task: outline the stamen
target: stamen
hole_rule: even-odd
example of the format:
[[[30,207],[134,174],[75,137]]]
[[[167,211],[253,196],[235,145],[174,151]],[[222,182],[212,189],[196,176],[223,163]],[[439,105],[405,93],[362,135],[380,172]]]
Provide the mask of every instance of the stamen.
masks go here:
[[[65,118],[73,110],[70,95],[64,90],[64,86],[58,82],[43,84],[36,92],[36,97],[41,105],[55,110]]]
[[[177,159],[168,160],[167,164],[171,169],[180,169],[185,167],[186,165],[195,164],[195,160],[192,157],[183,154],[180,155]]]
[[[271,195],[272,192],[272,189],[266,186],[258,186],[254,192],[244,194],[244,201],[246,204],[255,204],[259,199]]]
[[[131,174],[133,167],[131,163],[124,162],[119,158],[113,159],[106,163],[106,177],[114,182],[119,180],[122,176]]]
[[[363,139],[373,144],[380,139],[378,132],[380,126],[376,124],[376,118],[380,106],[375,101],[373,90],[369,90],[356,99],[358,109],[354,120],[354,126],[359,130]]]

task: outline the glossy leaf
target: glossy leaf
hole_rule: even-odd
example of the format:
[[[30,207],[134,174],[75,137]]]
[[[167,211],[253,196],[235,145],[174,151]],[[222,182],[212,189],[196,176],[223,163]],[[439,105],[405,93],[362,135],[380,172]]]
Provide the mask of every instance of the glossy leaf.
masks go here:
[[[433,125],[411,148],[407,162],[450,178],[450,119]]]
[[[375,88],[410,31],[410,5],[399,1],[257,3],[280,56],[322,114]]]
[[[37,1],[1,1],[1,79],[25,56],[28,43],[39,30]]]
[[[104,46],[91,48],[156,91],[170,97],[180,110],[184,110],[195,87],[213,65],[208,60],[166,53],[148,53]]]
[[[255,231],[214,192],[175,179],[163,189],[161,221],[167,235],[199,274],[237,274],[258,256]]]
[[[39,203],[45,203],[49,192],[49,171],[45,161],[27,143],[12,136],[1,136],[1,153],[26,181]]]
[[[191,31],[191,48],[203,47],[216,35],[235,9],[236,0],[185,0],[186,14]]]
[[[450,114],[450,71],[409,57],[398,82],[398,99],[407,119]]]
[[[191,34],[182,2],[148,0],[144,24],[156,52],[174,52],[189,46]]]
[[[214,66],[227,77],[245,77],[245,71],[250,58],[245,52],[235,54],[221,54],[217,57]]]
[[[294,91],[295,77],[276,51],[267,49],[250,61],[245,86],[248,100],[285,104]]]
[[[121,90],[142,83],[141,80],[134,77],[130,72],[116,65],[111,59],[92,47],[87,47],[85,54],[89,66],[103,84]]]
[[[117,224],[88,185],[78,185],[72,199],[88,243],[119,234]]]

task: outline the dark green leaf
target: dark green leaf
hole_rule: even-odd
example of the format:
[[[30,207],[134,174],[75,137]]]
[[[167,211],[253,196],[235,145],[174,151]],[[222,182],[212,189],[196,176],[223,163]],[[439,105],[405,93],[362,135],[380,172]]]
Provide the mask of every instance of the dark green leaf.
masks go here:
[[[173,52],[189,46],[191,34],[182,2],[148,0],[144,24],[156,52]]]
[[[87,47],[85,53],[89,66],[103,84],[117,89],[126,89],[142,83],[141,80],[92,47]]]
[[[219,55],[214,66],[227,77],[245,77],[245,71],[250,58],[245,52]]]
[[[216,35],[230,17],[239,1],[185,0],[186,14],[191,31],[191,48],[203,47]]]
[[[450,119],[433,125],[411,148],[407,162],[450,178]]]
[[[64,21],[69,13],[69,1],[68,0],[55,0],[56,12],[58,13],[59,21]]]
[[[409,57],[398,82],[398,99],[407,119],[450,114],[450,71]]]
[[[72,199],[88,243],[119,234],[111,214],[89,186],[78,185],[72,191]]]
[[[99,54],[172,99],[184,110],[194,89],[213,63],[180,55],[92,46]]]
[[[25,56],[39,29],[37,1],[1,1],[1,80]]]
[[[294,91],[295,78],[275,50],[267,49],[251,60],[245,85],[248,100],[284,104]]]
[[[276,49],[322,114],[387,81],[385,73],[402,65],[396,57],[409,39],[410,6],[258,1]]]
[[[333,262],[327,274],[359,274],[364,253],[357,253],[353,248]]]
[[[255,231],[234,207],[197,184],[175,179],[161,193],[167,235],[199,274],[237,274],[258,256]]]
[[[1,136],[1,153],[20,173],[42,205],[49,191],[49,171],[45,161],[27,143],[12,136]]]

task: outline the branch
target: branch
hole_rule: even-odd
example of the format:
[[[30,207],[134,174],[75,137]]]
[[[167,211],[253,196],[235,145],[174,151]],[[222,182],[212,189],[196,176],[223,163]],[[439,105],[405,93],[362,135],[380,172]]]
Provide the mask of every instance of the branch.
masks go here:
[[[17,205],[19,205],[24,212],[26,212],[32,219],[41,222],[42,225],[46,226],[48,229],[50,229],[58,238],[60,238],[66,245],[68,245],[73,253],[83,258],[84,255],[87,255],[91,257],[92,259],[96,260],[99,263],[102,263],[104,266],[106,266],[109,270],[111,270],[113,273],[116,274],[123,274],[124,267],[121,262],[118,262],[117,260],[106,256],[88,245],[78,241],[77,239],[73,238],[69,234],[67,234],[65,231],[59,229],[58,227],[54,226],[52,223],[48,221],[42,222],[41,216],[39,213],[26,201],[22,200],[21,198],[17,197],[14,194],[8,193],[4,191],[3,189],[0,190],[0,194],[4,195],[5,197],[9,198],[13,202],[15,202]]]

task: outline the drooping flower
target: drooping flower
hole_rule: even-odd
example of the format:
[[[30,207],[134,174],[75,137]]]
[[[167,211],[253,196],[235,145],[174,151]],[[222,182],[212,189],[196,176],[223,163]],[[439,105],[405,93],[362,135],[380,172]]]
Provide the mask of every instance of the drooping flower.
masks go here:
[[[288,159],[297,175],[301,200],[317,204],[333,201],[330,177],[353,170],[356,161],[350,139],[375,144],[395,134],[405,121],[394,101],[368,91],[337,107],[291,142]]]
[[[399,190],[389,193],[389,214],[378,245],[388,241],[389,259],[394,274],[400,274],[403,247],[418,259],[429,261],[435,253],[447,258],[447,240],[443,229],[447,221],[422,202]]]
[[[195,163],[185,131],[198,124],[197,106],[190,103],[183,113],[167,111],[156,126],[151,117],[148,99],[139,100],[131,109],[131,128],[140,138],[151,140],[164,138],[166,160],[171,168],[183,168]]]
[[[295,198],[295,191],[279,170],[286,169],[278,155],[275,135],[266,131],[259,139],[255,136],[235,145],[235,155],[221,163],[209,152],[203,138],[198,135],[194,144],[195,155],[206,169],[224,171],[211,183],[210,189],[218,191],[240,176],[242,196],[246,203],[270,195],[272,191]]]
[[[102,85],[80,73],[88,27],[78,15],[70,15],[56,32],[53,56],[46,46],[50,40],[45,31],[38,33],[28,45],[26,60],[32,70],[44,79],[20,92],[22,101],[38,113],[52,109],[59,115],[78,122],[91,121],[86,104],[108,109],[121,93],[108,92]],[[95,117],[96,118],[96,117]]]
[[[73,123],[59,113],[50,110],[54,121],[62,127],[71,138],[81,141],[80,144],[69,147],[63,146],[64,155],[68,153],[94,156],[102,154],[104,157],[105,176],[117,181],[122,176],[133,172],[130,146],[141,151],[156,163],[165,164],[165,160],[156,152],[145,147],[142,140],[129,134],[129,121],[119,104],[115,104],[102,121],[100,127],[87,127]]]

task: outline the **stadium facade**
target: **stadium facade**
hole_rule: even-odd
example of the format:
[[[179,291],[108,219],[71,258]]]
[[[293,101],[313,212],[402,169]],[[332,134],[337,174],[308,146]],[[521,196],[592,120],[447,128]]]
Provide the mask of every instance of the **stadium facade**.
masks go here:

*Task directions*
You are asked to reproduce word for word the line containing "Provide the mask of every instance of the **stadium" and every subsequent line through the end of the entries.

*Answer space*
Provide the mask of every instance of the **stadium facade**.
masks go here:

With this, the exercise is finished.